Task instructions:
Wherever "blue" turns up in the entries, copy out the line that holds it.

Exercise material:

<<<<

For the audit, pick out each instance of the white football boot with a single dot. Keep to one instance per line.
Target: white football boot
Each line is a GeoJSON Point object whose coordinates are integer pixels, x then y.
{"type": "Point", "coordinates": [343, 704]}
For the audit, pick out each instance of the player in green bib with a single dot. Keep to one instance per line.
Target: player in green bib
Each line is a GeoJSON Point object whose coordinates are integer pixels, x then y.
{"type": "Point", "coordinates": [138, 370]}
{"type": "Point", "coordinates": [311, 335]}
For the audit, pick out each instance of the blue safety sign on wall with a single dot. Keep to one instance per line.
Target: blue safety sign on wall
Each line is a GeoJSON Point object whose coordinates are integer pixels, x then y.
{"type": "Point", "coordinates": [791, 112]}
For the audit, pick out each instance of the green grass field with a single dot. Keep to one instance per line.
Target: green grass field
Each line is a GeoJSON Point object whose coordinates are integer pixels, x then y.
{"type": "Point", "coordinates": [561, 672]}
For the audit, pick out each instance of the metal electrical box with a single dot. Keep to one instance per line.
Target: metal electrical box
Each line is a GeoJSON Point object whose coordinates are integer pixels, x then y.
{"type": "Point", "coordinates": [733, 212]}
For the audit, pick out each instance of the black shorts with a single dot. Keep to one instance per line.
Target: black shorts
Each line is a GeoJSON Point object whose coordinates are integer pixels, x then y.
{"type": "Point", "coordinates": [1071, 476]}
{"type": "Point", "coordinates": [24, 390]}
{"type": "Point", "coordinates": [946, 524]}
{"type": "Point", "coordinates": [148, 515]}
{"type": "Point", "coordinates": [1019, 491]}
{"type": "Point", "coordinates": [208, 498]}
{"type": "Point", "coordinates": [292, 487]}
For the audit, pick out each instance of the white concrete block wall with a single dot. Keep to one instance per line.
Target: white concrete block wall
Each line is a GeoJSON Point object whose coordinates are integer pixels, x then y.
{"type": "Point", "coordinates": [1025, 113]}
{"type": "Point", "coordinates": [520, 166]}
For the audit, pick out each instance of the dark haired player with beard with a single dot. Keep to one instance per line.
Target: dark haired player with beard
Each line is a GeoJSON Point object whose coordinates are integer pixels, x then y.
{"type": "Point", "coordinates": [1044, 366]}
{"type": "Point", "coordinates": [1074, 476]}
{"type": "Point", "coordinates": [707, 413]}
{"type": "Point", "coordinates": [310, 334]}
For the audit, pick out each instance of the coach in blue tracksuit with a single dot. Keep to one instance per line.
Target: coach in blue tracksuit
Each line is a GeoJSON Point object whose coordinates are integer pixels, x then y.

>>>>

Response:
For the audit, pick out each instance of the blue safety sign on wall with a single dot. Keep to one instance per line.
Target: blue safety sign on wall
For the audit, pick out each instance of the coach in blue tracksuit with a single dot. Keep to one instance per line.
Target: coach in blue tracksuit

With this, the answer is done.